## Dataset items:
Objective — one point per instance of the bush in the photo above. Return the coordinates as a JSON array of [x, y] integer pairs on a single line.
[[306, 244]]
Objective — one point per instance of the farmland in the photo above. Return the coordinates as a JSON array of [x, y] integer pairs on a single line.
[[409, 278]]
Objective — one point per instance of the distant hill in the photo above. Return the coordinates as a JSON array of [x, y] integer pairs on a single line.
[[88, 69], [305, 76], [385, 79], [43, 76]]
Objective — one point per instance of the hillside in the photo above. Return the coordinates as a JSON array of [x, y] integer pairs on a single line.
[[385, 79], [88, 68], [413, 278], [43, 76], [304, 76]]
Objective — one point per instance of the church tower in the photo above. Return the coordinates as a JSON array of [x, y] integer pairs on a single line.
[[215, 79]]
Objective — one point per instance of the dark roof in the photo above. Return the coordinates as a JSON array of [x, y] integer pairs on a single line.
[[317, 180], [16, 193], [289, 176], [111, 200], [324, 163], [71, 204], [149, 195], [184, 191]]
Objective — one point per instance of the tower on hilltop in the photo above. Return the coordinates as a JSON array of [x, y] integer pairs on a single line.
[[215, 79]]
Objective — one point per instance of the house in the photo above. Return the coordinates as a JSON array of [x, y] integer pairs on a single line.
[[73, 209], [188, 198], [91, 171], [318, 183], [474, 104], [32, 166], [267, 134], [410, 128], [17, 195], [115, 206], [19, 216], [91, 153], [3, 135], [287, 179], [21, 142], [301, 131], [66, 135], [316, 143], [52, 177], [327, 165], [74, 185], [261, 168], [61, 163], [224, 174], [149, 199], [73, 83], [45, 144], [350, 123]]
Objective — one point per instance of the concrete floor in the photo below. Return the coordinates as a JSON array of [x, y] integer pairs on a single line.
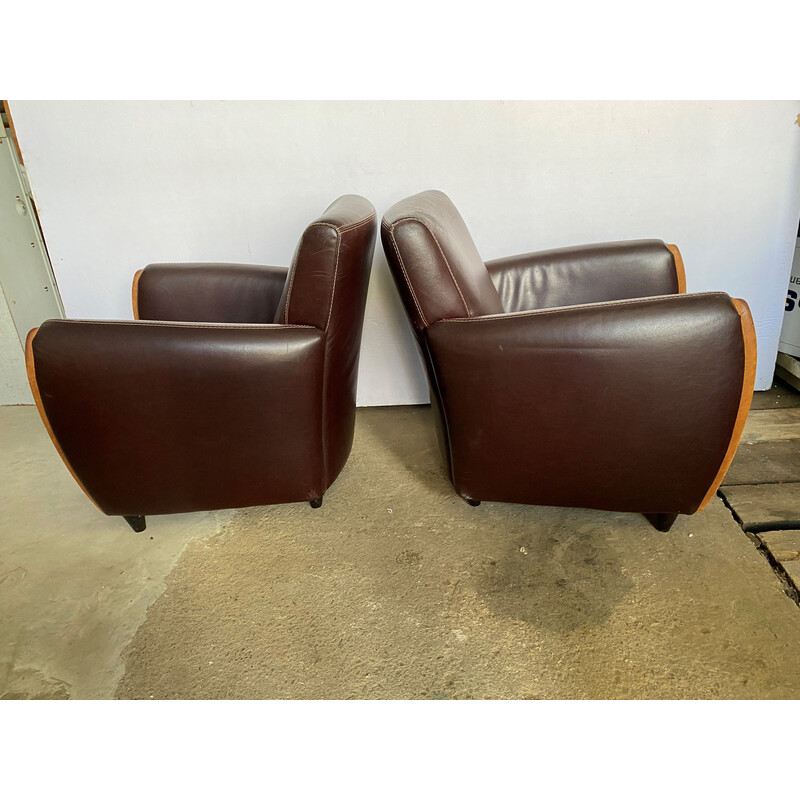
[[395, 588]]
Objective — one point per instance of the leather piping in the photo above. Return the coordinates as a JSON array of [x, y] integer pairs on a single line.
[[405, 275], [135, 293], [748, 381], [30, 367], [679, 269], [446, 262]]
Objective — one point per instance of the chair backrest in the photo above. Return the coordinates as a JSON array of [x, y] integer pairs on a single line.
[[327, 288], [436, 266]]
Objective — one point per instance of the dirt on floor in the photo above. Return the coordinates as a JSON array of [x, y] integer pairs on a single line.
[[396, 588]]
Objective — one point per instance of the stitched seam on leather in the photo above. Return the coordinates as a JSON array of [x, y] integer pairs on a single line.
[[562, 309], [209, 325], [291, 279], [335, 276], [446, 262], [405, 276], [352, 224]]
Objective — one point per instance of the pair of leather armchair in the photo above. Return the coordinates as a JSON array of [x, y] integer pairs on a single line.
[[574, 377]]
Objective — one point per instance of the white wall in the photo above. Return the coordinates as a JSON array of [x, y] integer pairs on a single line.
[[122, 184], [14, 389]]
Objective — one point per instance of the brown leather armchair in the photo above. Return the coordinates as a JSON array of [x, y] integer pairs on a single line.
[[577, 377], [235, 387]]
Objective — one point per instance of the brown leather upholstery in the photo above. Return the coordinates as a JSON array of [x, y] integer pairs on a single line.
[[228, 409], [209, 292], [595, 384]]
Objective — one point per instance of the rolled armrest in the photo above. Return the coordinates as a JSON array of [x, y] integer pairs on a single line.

## Work to be completed:
Each record above goes into the copy unchanged; the pictures do not.

## Answer for the task:
Objective — one point per instance of the bush in the photo above. Return the coordinates as a JSON array of [x, y] integer pairs on a single line.
[[306, 244]]
Objective — one point per instance of the farmland in the photo above. Return the coordinates as a JSON array of [x, y] integer pairs on a single line.
[[409, 278]]
Objective — one point per instance of the distant hill in the photo above. Return the coordinates as a JSON array of [x, y] integer pairs on a single line.
[[88, 69], [305, 76], [385, 79], [43, 76]]
Objective — one point per instance of the hillside in the photo above. Return the coordinates as a JSON array of [x, y] integer pairs on a single line.
[[385, 79], [88, 68], [413, 278], [43, 76], [304, 76]]
Objective — one point per instance of the church tower in the photo above. Return the coordinates as a JSON array of [x, y] integer pairs on a single line.
[[215, 79]]
Objective — one point per instance of the dark roof in the photo above. Return the coordinates as a JSON array of [x, y] integer pairs on a single line.
[[317, 180], [16, 193], [289, 176], [111, 200], [324, 163], [71, 204], [149, 195], [184, 191]]
Objective — one point per instance of the tower on hilltop in the photo above. Return the coordinates as a JSON array of [x, y] integer pairs on a single line.
[[215, 79]]
Objective — one point per instance of the house in the photo above. Return the coordinates as a JSON array of [x, y] integer pairs on a single line.
[[73, 209], [188, 198], [91, 171], [318, 183], [474, 104], [32, 166], [267, 134], [410, 128], [17, 195], [115, 206], [19, 216], [91, 153], [3, 135], [287, 179], [21, 142], [301, 131], [66, 135], [316, 143], [52, 177], [327, 165], [74, 185], [261, 168], [61, 163], [224, 174], [149, 199], [73, 83], [45, 144], [350, 123]]
Objective — one point per instance of the concrete floor in the photo below. Return the coordinates as a JSON array of [x, y] integer pairs on a single line.
[[395, 588]]
Objective — one point per instance of the leather piping in the photo above. Return the coordinates as a JSON array of [x, y] integer pairs on a single line.
[[405, 275], [135, 293], [748, 381], [30, 367], [679, 269], [446, 262]]
Objective — one point per instance of the chair backrest in the photo above. Return the coordinates as a JSON array of [x, y] integer pairs on a single line.
[[327, 288], [436, 266]]
Objective — one point per instance of the dirt on floor in the photo above. Return the coordinates as a JSON array of [x, y] integer pairs on a single line.
[[396, 588]]
Objective — one point per instance of the stitched seam on leather in the photo above. Return the coordinates as a JSON array of [x, y] integer pairs on a single line.
[[562, 309], [209, 325], [291, 279], [335, 276], [446, 262], [405, 276], [352, 224]]
Objective — one point per instance of the pair of leather armchair in the photo above. Return the coordinates as a JSON array of [x, y] integer pairs on a single line.
[[574, 377]]
Objective — one point per instance of the white wall in the photo above. Return the coordinates as a JSON array of [x, y] integer pairs on a single line.
[[122, 184], [14, 389]]
Objective — one point per instance of the brown leather armchair in the photo above. Return the coordinates as a JSON array of [x, y] integer pairs on a single line.
[[577, 377], [235, 387]]
Objective — one point per instance of the brown leather upholstery in the photo above. Return the coordinates as a JSON array of [x, y] integer pairs on a single line.
[[228, 409], [209, 292], [595, 384]]
Objective — one point per instance of the rolled armrest in the photo above. Return the coordinates as a JSON array of [x, y] integer pairs on a single line.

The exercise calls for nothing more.